··· Supplied text ···

Fibromyalgia and Pain

A variety of mechanisms have been proposed to explain this oversensitivity in fibromyalgia patients, including small fiber polyneuropathy, abnormally high levels of substance P in the spine, as well as abnormally low levels of serotonin, norepinephrine and dopamine. These neurotransmitters are all involved in pain sensitivity. Fibromyalgia sufferers have also been found to have increased levels of excitatory amino acids in the cerebrospinal fluid (CSF) with an association noted between glutamate and nitric oxide metabolites and clinical assessments of pain.

Research into the Spinal Cord and Chronic Pain

Recognizing that something is likely going on in the spinal cord of patients with chronic pain has led researchers to carry out innumerable animal experiments but these, as with all animal research, have little bearing on human pain and disease and may actually prove to be deceptive and misleading in many cases. This latest research carried out tests on human subjects in order to improve our understanding of chronic pain and spinal cord involvement, using resting-state functional magnetic resonance imaging (MRI) on patients with and without induced central sensitization to pain.

···

Activity list:
[1] In the fibromyalgia text, what imaging method did the latest research use on human subjects?
[2] Condense the paragraph of the fibromyalgia text that begins "Recognizing that something is likely going on" into two or three sentences, keeping its main facts.
[3] List every mechanism the fibromyalgia text says has been proposed to explain oversensitivity in fibromyalgia patients.

··· Information provided ···

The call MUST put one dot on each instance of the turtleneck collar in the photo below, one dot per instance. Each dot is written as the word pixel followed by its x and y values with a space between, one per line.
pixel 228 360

···

Written responses:
[1] Resting-state functional magnetic resonance imaging (MRI).

[2] Suspecting spinal cord involvement in chronic pain, researchers have run many animal experiments, but animal research has little bearing on human pain and disease and may often mislead. The latest research instead tested human subjects, using resting-state functional MRI on patients with and without induced central sensitization to pain.

[3]
- Small fiber polyneuropathy
- Abnormally high levels of substance P in the spine
- Abnormally low levels of serotonin, norepinephrine and dopamine